Put every line from the one containing "I see a white" through the last line into a numbered list, skipping any blank lines.

Excerpts from a detection dataset:

#####

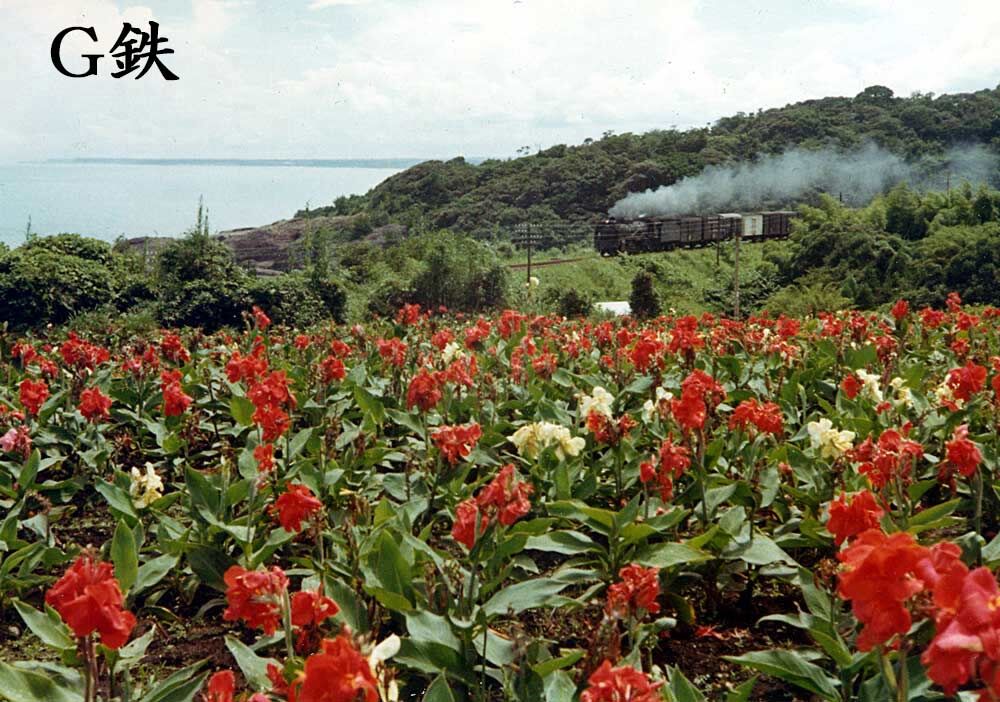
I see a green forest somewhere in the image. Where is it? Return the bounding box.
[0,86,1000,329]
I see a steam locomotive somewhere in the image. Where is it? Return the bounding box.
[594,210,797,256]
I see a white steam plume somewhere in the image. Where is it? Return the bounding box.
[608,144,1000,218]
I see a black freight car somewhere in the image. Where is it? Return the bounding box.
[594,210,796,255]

#####

### Result of the task
1. I see a white steam plume somewhere in the image. Where is it? Return the bounding box.
2. [608,144,1000,218]
3. I see a black freight car somewhere in the image. Where is it? Return the bounding box.
4. [594,210,796,255]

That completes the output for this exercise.